**Given instruction a**
Return the passage from the article on the Inspector General's FBI report, starting at "2. Hillary Clinton" and ending at "actually stop the election. Yeah.", word for word.

**Excerpted passage**
>>>>

Five Major Takeaways From the Inspector General’s FBI Report

So, over the last few months, we’ve been drowning in all things related to FBI corruption during the 2016 election and the endless Mueller investigation.

It seems like the evidence continues to mount against the Obama administration, Hillary Clinton and her blasted emails, and an FBI we now understand to be clearly biased and unethical in their treatment of said blasted emails vs. the ever-elusive Trump-Russia collusion.

On Thursday, the Department of Justice finally released the Inspector General’s 500-page report on the FBI conduct during the Clinton email investigation and the 2016 election, and it doesn’t look great for Clinton and Comey, et al.

Courtney Kirchoff of Louder With Crowder, to spare us a perusal of the 500-page report of which she says “wading through it is like being Luke Skywalker in the garbage chute. Garbage everywhere, and it’s about to get worse,” broke down five major points to take away:

  1. FBI agents were in contact with, and possibly being bribed by, the media

According to the Daily Caller, page XII of the report says the IG “identified numerous FBI employees, at all levels of the organization and with no official reason to be in contact with the media, who were nevertheless in frequent contact with reporters.”

This contact included “improperly receiving benefits from reporters, including tickets to sporting events, golfing outings, drinks and meals, and admittance to nonpublic social events.”

Yeah…this is pretty awkward. As we will see, there was clear anti-Trump bias in the agency, so evidence of such a cozy relationship with an equally anti-Trump media isn’t exactly shocking, but it sure is damning.

2. Hillary Clinton emailed Obama on her notorious private server

This is no bueno for Hillary. No bueno at all. From page 89 of the report:

“FBI analysts and Prosecutor 2 told us that Former President Barak Obama was one of the 12 individuals with whom Clinton had direct contact using her clintonemail.com account. Obama, like other high level government officials, used a pseudonym for his username on his official government email account.”

Do you mean to tell me Clinton wasn’t using her private account to discuss yoga and her grandchildren after all? Who woulda thunk it. Try not to get your eyes stuck in the back of your head as you roll them.

3. FBI Agents/adulterous lovers Peter Strzok and Lisa Page’s text exchanges show not only a clear bias against candidate Trump but a willingness to actually stop the election. Yeah.

<<<<

**The data**
>>>>

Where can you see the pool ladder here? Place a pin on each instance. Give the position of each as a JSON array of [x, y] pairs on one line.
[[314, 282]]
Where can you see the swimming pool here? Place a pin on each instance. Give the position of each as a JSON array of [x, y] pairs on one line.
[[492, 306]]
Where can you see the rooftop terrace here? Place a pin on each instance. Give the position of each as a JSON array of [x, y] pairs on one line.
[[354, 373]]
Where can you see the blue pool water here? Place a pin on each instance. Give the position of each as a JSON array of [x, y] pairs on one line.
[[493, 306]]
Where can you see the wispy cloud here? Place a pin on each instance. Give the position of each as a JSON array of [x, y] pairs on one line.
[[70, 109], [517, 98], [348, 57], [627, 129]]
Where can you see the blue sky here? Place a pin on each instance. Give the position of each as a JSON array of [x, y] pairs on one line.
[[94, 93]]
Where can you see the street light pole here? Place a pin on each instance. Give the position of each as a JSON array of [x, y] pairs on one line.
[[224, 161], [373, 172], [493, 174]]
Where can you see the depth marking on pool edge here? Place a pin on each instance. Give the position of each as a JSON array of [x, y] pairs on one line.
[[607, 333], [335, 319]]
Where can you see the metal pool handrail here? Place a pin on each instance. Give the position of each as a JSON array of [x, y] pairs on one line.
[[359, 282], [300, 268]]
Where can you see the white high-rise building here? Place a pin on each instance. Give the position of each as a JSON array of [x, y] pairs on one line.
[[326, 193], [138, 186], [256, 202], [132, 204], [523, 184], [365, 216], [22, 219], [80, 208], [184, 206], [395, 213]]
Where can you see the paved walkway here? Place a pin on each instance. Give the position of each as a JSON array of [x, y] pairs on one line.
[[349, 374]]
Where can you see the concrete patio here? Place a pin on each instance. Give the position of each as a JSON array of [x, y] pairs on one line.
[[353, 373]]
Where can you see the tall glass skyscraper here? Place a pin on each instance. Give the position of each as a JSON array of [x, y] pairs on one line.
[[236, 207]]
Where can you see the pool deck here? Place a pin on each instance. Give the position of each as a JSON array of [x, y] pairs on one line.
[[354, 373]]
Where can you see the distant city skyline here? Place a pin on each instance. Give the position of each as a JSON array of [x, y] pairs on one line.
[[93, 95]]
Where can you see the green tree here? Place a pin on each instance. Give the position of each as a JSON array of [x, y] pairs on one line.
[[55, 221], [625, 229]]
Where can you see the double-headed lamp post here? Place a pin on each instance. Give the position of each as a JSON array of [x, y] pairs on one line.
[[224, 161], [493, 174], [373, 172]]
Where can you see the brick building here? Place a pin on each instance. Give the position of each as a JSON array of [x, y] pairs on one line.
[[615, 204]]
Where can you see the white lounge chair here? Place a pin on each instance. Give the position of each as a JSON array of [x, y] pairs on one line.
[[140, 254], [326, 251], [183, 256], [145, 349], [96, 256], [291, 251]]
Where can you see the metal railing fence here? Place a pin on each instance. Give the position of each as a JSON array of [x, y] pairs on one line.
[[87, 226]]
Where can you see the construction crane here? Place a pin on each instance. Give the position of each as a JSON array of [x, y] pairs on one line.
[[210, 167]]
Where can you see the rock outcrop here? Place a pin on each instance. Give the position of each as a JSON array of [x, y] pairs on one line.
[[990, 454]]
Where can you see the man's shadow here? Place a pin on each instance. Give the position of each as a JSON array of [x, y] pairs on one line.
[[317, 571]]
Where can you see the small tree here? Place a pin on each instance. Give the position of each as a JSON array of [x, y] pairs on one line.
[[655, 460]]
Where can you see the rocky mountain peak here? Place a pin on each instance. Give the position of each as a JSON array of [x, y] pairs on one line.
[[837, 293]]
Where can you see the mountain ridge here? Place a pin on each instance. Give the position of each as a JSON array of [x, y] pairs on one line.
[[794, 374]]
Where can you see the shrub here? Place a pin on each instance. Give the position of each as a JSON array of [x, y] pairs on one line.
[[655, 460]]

<<<<

**Given instruction b**
Please retype only the lines in the entries above, starting at the line that contains "Where can you see the brick" and ending at the line that contains "256], [291, 251]]", without changing anything.

**Response a**
2. Hillary Clinton emailed Obama on her notorious private server

This is no bueno for Hillary. No bueno at all. From page 89 of the report:

“FBI analysts and Prosecutor 2 told us that Former President Barak Obama was one of the 12 individuals with whom Clinton had direct contact using her clintonemail.com account. Obama, like other high level government officials, used a pseudonym for his username on his official government email account.”

Do you mean to tell me Clinton wasn’t using her private account to discuss yoga and her grandchildren after all? Who woulda thunk it. Try not to get your eyes stuck in the back of your head as you roll them.

3. FBI Agents/adulterous lovers Peter Strzok and Lisa Page’s text exchanges show not only a clear bias against candidate Trump but a willingness to actually stop the election. Yeah.

**Response b**
Where can you see the brick building here? Place a pin on each instance. Give the position of each as a JSON array of [x, y] pairs on one line.
[[615, 204]]
Where can you see the white lounge chair here? Place a pin on each instance. Give the position of each as a JSON array of [x, y] pairs on one line.
[[140, 254], [326, 251], [183, 256], [145, 349], [96, 256], [291, 251]]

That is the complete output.